▸ SHORT EXERCISE
Copy the material from the line with "the white puppy;" up to and including the line with "(783, 1137)", replacing each "keypoint" with "marker" and keeping everything else the same.

▸ EXTRACTED INFORMATION
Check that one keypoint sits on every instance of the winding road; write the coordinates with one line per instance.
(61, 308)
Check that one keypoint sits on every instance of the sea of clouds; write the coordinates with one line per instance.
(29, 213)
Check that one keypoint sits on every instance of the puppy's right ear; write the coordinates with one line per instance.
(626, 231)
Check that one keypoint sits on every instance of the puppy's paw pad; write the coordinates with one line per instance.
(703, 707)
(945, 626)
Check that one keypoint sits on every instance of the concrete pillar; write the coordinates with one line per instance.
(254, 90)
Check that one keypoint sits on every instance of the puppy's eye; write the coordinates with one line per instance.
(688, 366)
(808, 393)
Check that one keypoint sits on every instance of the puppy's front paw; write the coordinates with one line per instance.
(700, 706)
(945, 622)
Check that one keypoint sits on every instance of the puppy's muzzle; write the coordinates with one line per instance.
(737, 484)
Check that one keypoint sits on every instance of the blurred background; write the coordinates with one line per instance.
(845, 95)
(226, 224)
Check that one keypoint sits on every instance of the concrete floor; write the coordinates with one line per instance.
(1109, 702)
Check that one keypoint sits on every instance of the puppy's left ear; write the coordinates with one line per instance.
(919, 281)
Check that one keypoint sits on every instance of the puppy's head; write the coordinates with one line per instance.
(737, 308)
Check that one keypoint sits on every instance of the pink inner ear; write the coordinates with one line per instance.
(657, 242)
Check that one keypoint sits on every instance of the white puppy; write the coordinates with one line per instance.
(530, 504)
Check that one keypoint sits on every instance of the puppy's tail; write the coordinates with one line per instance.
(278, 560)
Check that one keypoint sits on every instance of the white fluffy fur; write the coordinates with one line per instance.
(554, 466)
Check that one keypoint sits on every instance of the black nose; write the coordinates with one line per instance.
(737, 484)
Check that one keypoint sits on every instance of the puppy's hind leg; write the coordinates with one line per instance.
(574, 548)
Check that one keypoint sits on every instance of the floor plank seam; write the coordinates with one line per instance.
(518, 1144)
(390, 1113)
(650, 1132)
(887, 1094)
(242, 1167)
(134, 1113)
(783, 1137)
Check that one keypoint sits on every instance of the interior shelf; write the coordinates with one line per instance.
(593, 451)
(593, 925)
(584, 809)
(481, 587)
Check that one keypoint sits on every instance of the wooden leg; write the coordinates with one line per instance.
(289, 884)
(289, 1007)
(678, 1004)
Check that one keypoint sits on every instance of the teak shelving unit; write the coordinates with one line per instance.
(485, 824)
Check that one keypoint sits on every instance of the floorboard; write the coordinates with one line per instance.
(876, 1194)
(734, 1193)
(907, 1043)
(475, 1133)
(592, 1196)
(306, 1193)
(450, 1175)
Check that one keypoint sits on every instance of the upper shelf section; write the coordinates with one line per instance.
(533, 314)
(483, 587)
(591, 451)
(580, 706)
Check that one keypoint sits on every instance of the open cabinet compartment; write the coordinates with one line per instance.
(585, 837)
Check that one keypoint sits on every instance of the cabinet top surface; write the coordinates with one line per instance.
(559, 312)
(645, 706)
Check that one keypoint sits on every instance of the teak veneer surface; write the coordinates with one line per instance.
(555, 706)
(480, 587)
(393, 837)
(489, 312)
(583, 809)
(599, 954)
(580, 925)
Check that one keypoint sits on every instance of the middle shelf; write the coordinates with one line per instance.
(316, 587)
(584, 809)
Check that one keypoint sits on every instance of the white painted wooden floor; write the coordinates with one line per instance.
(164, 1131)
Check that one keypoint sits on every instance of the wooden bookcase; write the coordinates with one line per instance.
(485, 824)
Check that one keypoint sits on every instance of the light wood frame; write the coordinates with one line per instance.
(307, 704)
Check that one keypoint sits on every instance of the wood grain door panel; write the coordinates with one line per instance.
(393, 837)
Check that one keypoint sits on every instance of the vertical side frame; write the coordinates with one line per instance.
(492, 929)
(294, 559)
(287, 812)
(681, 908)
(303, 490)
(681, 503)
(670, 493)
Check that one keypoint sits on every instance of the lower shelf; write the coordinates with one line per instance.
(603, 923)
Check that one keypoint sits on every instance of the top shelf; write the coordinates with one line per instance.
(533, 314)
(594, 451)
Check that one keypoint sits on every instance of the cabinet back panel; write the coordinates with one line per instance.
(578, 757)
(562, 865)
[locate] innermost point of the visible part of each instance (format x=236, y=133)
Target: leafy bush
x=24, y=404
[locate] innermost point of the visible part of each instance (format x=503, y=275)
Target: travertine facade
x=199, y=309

▸ RESPONSE
Check that one marker sits on every instance of the white puppy; write the coordinates with one line per instance.
(530, 504)
Check that one marker sits on every instance of the puppy's tail; write the coordinates with one line per instance.
(278, 560)
Check that one marker sits on every instance of the white fluffy fur; write the coordinates with one line per instance.
(554, 466)
Check that one marker sits on every instance of the black nose; write the coordinates with one line per instance.
(737, 484)
Check that one marker sits on every instance of the puppy's hind leg; write the coordinates with one line per instance.
(574, 548)
Check that one marker sits on every instance of the floor plank seam; write the coordinates with one line per instance.
(518, 1144)
(390, 1113)
(650, 1132)
(887, 1094)
(242, 1167)
(134, 1113)
(783, 1137)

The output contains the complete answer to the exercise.